Excerpts from a point labeling dataset

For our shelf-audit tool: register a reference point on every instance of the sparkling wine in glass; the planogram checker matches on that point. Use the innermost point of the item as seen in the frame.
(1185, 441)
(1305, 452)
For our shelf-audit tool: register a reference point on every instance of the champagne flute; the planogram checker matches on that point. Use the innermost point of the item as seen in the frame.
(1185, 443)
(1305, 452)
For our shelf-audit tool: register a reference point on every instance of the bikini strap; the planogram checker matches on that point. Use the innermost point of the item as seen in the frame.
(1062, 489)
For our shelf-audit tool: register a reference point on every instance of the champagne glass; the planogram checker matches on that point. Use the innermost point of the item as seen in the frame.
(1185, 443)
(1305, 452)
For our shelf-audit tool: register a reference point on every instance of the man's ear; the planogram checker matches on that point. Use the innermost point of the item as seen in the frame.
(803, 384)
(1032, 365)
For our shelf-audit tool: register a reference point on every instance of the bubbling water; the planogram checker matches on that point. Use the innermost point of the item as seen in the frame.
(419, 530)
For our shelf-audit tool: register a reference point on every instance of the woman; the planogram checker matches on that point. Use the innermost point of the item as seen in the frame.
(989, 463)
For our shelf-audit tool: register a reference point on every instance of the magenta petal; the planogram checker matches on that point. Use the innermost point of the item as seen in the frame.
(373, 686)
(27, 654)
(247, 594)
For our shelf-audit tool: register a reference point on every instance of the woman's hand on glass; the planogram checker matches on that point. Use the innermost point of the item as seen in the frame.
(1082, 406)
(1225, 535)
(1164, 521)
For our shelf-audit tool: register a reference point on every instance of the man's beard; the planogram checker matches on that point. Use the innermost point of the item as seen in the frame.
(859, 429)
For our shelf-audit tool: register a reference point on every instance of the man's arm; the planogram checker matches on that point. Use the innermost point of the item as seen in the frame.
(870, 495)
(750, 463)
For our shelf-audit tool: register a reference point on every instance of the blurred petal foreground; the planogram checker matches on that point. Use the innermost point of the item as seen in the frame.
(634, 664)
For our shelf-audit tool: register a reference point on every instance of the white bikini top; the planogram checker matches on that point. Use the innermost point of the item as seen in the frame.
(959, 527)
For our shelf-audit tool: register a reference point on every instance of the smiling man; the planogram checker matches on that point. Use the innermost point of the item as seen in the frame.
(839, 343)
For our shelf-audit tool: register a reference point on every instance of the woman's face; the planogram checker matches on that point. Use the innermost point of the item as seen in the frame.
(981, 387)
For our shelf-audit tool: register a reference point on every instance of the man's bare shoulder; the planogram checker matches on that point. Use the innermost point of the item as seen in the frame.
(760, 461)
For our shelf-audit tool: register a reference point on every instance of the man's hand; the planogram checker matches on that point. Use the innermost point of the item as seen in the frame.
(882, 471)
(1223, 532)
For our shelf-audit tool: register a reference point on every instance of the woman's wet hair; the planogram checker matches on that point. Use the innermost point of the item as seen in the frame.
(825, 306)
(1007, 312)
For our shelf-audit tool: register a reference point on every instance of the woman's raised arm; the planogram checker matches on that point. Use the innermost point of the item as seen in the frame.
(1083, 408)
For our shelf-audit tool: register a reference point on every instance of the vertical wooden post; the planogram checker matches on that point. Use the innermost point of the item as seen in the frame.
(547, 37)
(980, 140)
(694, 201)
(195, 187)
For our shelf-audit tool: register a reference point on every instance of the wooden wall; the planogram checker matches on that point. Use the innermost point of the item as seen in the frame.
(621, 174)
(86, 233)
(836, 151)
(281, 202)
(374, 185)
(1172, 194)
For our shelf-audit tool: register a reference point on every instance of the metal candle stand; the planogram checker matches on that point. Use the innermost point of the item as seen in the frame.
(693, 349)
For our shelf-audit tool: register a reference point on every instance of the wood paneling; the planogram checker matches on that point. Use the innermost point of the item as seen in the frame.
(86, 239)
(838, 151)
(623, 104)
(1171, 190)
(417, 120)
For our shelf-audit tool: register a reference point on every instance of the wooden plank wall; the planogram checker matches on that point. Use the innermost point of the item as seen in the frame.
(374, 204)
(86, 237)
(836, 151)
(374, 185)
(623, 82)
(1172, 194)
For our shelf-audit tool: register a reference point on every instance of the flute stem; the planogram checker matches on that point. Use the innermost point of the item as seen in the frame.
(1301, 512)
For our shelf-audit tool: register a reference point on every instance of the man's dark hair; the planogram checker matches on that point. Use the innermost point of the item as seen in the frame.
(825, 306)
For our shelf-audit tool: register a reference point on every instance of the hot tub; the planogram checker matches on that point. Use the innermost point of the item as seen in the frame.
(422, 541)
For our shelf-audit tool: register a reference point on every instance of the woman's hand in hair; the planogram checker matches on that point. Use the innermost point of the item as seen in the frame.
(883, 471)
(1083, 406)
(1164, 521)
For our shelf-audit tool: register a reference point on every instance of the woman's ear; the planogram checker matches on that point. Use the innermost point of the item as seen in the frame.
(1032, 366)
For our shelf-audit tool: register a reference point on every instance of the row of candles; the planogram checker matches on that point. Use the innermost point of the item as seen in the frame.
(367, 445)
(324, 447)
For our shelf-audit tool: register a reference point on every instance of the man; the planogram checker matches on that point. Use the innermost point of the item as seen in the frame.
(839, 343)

[What this task involves] Convert every item above into a JSON list of strings, with one string per line and no blank lines.

[Solved problem]
[
  "For our shelf-audit tool: register a reference point on every instance of the sparkling wine in glass; the planogram checker matches on that point. Use the innermost point of the item as seen in the frame.",
  "(1185, 441)",
  "(1305, 452)",
  "For our shelf-audit tool: register a reference point on every instance of the champagne flute; the planogram checker matches on that point. Use the innermost point of the item as seen in the frame.",
  "(1185, 443)",
  "(1305, 452)",
  "For our shelf-audit tool: register a reference point on every instance of the bikini strap; the planogram checker matches on that point. Use the innermost point of the item as seen in the frame.",
  "(1062, 489)",
  "For our shelf-audit tool: register a reference point on every instance of the champagne glass; the planogram checker matches on that point. Use the innermost point of the item as seen in the frame.",
  "(1185, 443)",
  "(1305, 452)",
  "For our shelf-audit tool: register a reference point on every instance of the man's ear; the planogram checker matches on that point. Use the innermost point of the item as seen in the frame.",
  "(803, 384)",
  "(1032, 365)",
  "For our shelf-audit tool: register a reference point on every instance of the bubbling water; the planogram checker matches on that point. Use the innermost point of the item as seen in the frame.",
  "(419, 530)",
  "For our shelf-audit tool: register a reference point on every instance of the woman; the planogram checker matches on that point. Use the innermost point of the item as seen in the frame.",
  "(989, 463)",
  "For our shelf-audit tool: register a reference point on every instance of the magenta petal; the planogram checker matches on that point. Use the innermost point of the item as seen in the frame.",
  "(373, 686)",
  "(27, 654)",
  "(247, 594)",
  "For our shelf-audit tool: register a reference point on every instance of the woman's hand on glass; the planogram checker matches on that point. Use the innermost point of the item as seen in the frame.",
  "(1082, 406)",
  "(1225, 535)",
  "(1164, 521)",
  "For our shelf-audit tool: register a reference point on every instance of the man's beard; the planogram checker matches on that point. Use the innermost point of the item as seen in the frame.",
  "(859, 429)",
  "For our shelf-audit tool: register a reference point on every instance of the man's arm; the planogram checker matches on that point. Use the innermost point of the item as seen in the frame.",
  "(870, 495)",
  "(750, 463)",
  "For our shelf-audit tool: register a reference point on every instance of the blurred petal foreground; the planogram checker matches on that point. Use the innermost point of the item as seen in the frame.",
  "(634, 664)",
  "For our shelf-audit tool: register a reference point on every instance of the white bikini top; the planogram checker matches on that point. Use the innermost point of the item as seen in the frame.",
  "(959, 527)",
  "For our shelf-audit tool: register a reference point on every instance of the smiling man; the planogram checker matches on that point. Use the innermost point of the item as seen in the frame.",
  "(839, 343)",
  "For our shelf-audit tool: register a reference point on every instance of the woman's face; the planogram checker matches on that point. Use the innermost point of the item as seen in the frame.",
  "(981, 387)",
  "For our shelf-audit tool: register a reference point on every instance of the man's bare shoulder; the planogram checker matches on that point. Use the innermost point of the item as seen in the frame.",
  "(760, 461)",
  "For our shelf-audit tool: register a reference point on every instance of the man's hand; the planogram checker matches on that point. Use the innermost point of the item as seen in the frame.",
  "(882, 471)",
  "(1223, 532)",
  "For our shelf-audit tool: register a reference point on every instance of the woman's wet hair; the planogram checker matches on that point. Use the innermost point of the item as seen in the frame.",
  "(825, 306)",
  "(1007, 312)",
  "For our shelf-audit tool: register a reference point on every instance of the woman's raised arm; the planogram checker matches on that point. Use the innermost point of the item as seen in the frame.",
  "(1083, 408)",
  "For our shelf-audit tool: register a reference point on every instance of the vertical wooden post; the planogram checker matches on that point. Use the innermost point of the item as seen in the frame.",
  "(547, 37)",
  "(980, 140)",
  "(694, 201)",
  "(195, 187)",
  "For our shelf-audit tool: register a reference point on every instance of the wooden wall; the planogram checker matches on that point. Use the innermost point of the item as seen in the frame.",
  "(621, 174)",
  "(86, 233)",
  "(836, 151)",
  "(281, 202)",
  "(374, 185)",
  "(1172, 194)",
  "For our shelf-audit tool: register a reference point on every instance of the metal candle stand; the planogram checker matches on that point. Use the innermost point of the item as seen in the frame.",
  "(693, 349)",
  "For our shelf-audit tool: register a reference point on every instance of the wood paneling; the planogram checker matches on that point. Use the innermost point of the item as seen in the frame.",
  "(86, 239)",
  "(838, 151)",
  "(623, 104)",
  "(1171, 190)",
  "(417, 120)",
  "For our shelf-audit tool: register a reference point on every instance of the wooden plank wall; the planogram checker matches on that point. Use the innermost point of the item as seen in the frame.",
  "(374, 204)",
  "(86, 237)",
  "(836, 151)",
  "(374, 185)",
  "(623, 82)",
  "(1172, 194)",
  "For our shelf-audit tool: register a reference point on every instance of the flute stem; the planogram checker matches on that point. Use the innermost point of the item as seen in the frame.",
  "(1301, 512)",
  "For our shelf-audit tool: register a reference point on every instance of the man's dark hair; the planogram checker matches on that point. Use the innermost point of the item as seen in the frame.",
  "(825, 306)",
  "For our shelf-audit tool: register a reference point on every instance of the hot tub; the planogram checker matches on that point. Use the innermost point of the item as seen in the frame.",
  "(422, 541)",
  "For our shelf-audit tool: register a reference point on every instance of the woman's hand in hair; the planogram checker matches on that point. Use the innermost point of the item as seen in the frame.",
  "(883, 471)",
  "(1083, 406)",
  "(1164, 521)",
  "For our shelf-audit tool: register a reference point on every instance of the woman's ear; the planogram checker matches on that point. Use the innermost point of the item as seen in the frame.",
  "(1032, 366)",
  "For our shelf-audit tool: register a reference point on every instance of the row of candles; the planogram checker matches on that point. Use the innermost point of the item as seen in the frame.",
  "(367, 445)",
  "(324, 447)",
  "For our shelf-audit tool: register a reference point on every instance of the man; the planogram checker matches on that point. Use the innermost point of the item as seen in the frame.",
  "(839, 343)"
]